**Written instruction A**
Render the records as a Markdown table from the line with "Pin every instance of the alloy" to the line with "Pin every instance of the clump", both included. Use the columns Row and Record line, numbering each row and leaving out blank lines.

**Document extract**
-- start --

Caution- readers should take note that Punchaat (talking ill of someone else) is detested in all religions. The only reason the Laudium Sun publishes the Punchaat column is to reflect one of the realities of our society, which is Punchaat, Punchaat and more Punchaat. People need to respect each other’s privacy, be it that of family members or friends. Let us as a society stop the Punchaat so that we the Laudium Sun, need no longer reflect this scourge.
This column is for readers who have issues that are of concern to them. If you have problems with your neighbour, your mother-in-law, your boss or even with the shopkeeper down the road, write to us. This column is for you. If you so desire, you need not give your name or any other personal details. Publication and editing is at the discretion of the editor.
In order to avoid innocent parties being mistakenly identified, the Laudium Sun has, where necessary and appropriate, replaced names or other identifiers in this column with symbols like Mr? or Mrs X or XXX.

-- end --

**Material to process**
-- start --

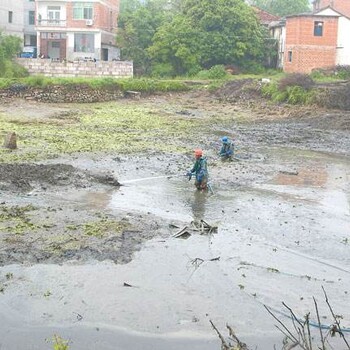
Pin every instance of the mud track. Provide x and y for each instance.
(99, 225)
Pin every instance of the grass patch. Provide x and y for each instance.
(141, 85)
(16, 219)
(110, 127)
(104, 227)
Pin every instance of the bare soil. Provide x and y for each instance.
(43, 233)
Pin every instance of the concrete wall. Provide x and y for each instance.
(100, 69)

-- end --
-- start --

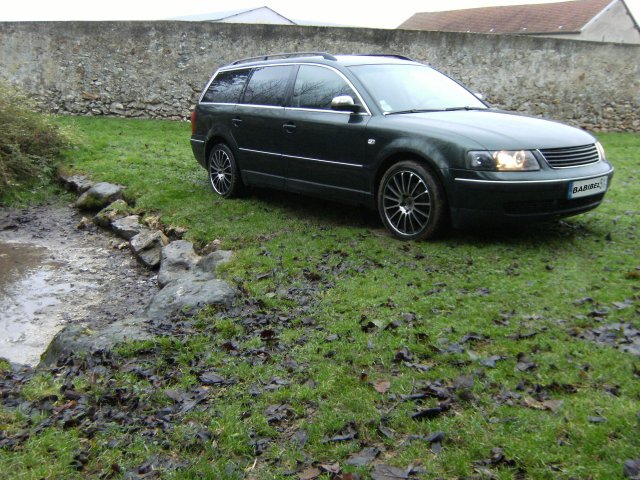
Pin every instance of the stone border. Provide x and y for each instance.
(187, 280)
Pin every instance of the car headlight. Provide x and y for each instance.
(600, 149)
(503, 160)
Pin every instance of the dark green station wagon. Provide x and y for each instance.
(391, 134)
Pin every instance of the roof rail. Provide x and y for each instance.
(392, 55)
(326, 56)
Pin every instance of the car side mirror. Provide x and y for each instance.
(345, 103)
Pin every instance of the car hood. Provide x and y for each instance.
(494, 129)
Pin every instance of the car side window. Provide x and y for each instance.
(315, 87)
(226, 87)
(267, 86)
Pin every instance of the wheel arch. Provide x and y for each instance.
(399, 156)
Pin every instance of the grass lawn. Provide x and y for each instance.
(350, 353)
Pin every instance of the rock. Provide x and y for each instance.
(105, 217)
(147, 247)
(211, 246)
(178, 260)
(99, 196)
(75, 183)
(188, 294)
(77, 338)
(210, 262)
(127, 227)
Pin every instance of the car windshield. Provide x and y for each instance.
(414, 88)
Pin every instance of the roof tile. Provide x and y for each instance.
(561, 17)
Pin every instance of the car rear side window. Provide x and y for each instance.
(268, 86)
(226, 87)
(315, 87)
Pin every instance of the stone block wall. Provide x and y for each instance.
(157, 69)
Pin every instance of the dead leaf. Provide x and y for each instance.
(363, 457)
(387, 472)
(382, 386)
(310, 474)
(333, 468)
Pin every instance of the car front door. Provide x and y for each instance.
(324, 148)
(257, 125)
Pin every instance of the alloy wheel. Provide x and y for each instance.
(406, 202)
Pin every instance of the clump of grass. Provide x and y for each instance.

-- end --

**Written instruction B**
Name every kind of person the Punchaat column text gives as someone a reader might have problems with.

**Full answer A**
| Row | Record line |
|---|---|
| 1 | Pin every instance of the alloy wheel. Provide x and y for each instance. |
| 2 | (406, 202) |
| 3 | Pin every instance of the clump of grass. Provide x and y for each instance. |

**Full answer B**
- your neighbour
- your mother-in-law
- your boss
- the shopkeeper down the road